= TASK INSTRUCTIONS =
Rewrite the data below, switching each "Mark the region of" to "Outline" and leaving everything else unchanged.

***** DATA FOR THIS TASK *****

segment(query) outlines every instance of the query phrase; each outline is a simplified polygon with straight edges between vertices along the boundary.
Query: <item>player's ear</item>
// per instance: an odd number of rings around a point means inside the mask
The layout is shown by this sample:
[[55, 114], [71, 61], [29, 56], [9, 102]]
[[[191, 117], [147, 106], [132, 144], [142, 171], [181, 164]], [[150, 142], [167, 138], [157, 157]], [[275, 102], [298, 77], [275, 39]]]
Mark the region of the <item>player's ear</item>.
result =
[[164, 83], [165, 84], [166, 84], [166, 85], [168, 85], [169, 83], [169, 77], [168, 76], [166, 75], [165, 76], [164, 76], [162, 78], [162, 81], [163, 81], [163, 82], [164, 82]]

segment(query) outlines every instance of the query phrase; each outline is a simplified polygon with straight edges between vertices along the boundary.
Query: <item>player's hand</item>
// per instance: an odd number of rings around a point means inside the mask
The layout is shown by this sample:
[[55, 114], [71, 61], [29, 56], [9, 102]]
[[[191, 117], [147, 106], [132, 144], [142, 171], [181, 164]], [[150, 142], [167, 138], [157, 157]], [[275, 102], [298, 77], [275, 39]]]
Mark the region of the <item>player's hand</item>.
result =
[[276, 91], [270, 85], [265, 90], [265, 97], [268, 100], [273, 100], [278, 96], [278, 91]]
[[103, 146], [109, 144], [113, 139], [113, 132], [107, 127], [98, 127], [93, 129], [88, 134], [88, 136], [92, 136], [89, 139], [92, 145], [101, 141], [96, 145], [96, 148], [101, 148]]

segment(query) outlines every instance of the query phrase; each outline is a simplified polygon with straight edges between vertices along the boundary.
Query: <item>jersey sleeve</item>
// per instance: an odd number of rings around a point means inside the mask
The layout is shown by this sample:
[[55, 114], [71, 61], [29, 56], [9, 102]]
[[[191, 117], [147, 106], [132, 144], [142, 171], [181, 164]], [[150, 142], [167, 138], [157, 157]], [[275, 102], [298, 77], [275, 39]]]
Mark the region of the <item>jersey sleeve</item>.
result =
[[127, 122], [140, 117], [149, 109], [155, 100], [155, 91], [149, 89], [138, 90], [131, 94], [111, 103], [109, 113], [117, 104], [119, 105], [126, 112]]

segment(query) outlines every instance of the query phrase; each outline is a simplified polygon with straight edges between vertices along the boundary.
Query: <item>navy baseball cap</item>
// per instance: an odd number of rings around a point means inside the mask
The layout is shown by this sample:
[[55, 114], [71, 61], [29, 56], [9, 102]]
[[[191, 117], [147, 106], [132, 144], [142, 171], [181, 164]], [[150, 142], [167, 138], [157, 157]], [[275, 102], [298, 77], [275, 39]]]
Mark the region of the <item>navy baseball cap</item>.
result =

*****

= TASK RESPONSE =
segment(query) outlines every instance of the query phrase; each outline is a simplified polygon with straight edges between vertices along the boundary.
Query: <item>player's ear</item>
// per instance: an odd number of rings around a point means inside the mask
The layout is shown by this sample:
[[55, 114], [71, 61], [29, 56], [9, 102]]
[[[191, 117], [147, 106], [132, 144], [142, 171], [181, 164]], [[150, 142], [167, 138], [157, 157]], [[275, 102], [298, 77], [275, 39]]]
Outline the <item>player's ear</item>.
result =
[[164, 83], [165, 84], [166, 84], [166, 85], [168, 85], [169, 83], [169, 77], [168, 76], [166, 75], [165, 76], [164, 76], [162, 78], [162, 81], [163, 81], [163, 82], [164, 82]]

segment(query) outlines every instance of the query phrase; each outline is a simplified polygon with straight edges between vertices along the boundary.
Query: <item>player's hand</item>
// per instance: an odd number of rings around a point means inside the mask
The layout is shown by this sample:
[[55, 114], [71, 61], [29, 56], [9, 102]]
[[[191, 117], [147, 106], [132, 144], [142, 171], [181, 164]], [[150, 142], [167, 138], [157, 157]], [[275, 102], [298, 77], [275, 39]]]
Outline the <item>player's hand</item>.
result =
[[276, 91], [270, 85], [265, 90], [265, 97], [268, 100], [273, 100], [278, 96], [278, 91]]
[[103, 146], [109, 144], [113, 139], [113, 132], [107, 127], [98, 127], [93, 129], [88, 134], [88, 136], [92, 136], [89, 139], [92, 145], [101, 141], [96, 145], [96, 148], [101, 148]]

segment(query) outlines every instance of the query phrase; each outline is a simplified polygon with straight edges between vertices along the boundary.
Query: <item>jersey sleeve</item>
// per instance: an odd number of rings around a point means inside the mask
The layout is shown by this sample:
[[55, 114], [71, 61], [29, 56], [9, 102]]
[[[191, 117], [147, 106], [132, 144], [142, 171], [181, 164]], [[150, 142], [167, 138], [157, 157]], [[275, 102], [298, 77], [275, 39]]]
Outline the <item>jersey sleeve</item>.
result =
[[127, 122], [140, 117], [149, 109], [155, 100], [155, 91], [149, 89], [138, 90], [131, 94], [111, 103], [109, 113], [117, 104], [119, 105], [126, 112]]

segment(query) outlines every instance of the query phrase; each outline is a simplified polygon with straight edges between vertices along the boundary.
Query: <item>navy baseball cap</item>
// per instance: an odd number of rings around a point means inside the mask
The layout is shown by this sample:
[[55, 114], [71, 61], [29, 56], [9, 102]]
[[[191, 117], [147, 106], [132, 144], [142, 171], [181, 164]], [[150, 142], [167, 138], [157, 157]], [[275, 102], [298, 77], [275, 39]]]
Outline the <item>navy baseball cap</item>.
result =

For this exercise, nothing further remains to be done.